» **任务清单**:
**1.** 下面这篇PySpark文章里,模板项目工程提供了哪几个版本的样例代码?
**2.** 从下面这篇PySpark文章停下的地方接着往下写。

» **给定原文**:
######

PySpark

更新时间:
复制为 MD 格式

本文以spark-3.x为示例做代码演示。

下载模板项目工程

如已下载项目工程,该步骤可跳过。下载步骤参考本地模式下使用Spark客户端

模板项目工程中提供了spark-1.x、spark-2.x、spark-3.x的样例代码,本文将以spark-3.x为主做案例演示。

示例一:MaxCompute Table读写

  • 详细代码

    点击展开查看代码

    # -*- coding: utf-8 -*-
    import sys
    from pyspark.sql import SparkSession
    
    try:
      # for python 2
      reload(sys)
      sys.setdefaultencoding('utf8')
    except:
      # python 3 not needed
      pass
    
    if __name__ == '__main__':
      spark = SparkSession.builder\
        .appName("spark sql")\
        .config("spark.sql.broadcastTimeout", 20 * 60)\
        .config("spark.sql.crossJoin.enabled", True)\
        .getOrCreate()
    
      tableName = "mc_test_table"
      ptTableName = "mc_test_pt_table"
      data = [i for i in range(0, 100)]
    
      # Drop Create
      spark.sql("DROP TABLE IF EXISTS %s" % tableName)
      spark.sql("DROP TABLE IF EXISTS %s" % ptTableName)
    
      spark.sql("CREATE TABLE %s (name STRING, num BIGINT)" % tableName)
      spark.sql("CREATE TABLE %s (name STRING, num BIGINT) PARTITIONED BY (pt1 STRING, pt2 STRING)" % ptTableName)
    
      df = spark.sparkContext.parallelize(data, 2).map(lambda s: ("name-%s" % s, s)).toDF("name: string, num: int")
      pt_df = spark.sparkContext.parallelize(data, 2).map(lambda s: ("name-%s" % s, s, "2018", "0601")).toDF("name: string, num: int, pt1: string, pt2: string")

######

» **数据片段**:
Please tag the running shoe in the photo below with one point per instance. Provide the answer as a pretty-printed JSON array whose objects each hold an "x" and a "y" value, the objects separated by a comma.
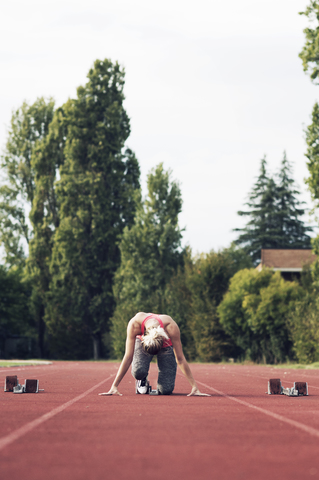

######

» **作答内容**:
**1.** spark-1.x、spark-2.x和spark-3.x。

**2.**
      # 写普通表
      df.write.insertInto(tableName) # insertInto语义
      df.writeTo(tableName).overwritePartitions() # insertOverwrite use datasourcev2
    
      # 写分区表
      # DataFrameWriter 无法指定分区写入,需要通过临时表再用SQL写入特定分区
      df.createOrReplaceTempView("%s_tmp_view" % ptTableName)
      spark.sql("insert into table %s partition (pt1='2018', pt2='0601') select * from %s_tmp_view" % (ptTableName, ptTableName))
      spark.sql("insert overwrite table %s partition (pt1='2018', pt2='0601') select * from %s_tmp_view" % (ptTableName, ptTableName))
    
      pt_df.write.insertInto(ptTableName) # 动态分区 insertInto语义
      pt_df.write.insertInto(ptTableName, True) # 动态分区 insertOverwrite语义
    
      # 读普通表
      rdf = spark.sql("select name, num from %s" % tableName)
      print("rdf count, %s\n" % rdf.count())
      rdf.printSchema()
    
      # 读分区表
      rptdf = spark.sql("select name, num, pt1, pt2 from %s where pt1 = '2018' and pt2 = '0601'" % ptTableName)
      print("rptdf count, %s" % (rptdf.count()))
      rptdf.printSchema()
  • 提交方式

    1. 根据所需的Python版本添加相关依赖并修改配置文件,详情参考PySpark Python版本和依赖支持

    2. 执行如下代码

      cd $SPARK_HOME
      bin/spark-submit {{PATH_TO_PROJECT}}/MaxCompute-Spark/spark-3.x/src/main/python/spark_sql.py

示例二:阿里云OSS

  • 详细代码

    点击展开查看代码

    # -*- coding: utf-8 -*-
    import sys
    from pyspark.sql import SparkSession
    
    try:
      # for python 2
      reload(sys)
      sys.setdefaultencoding('utf8')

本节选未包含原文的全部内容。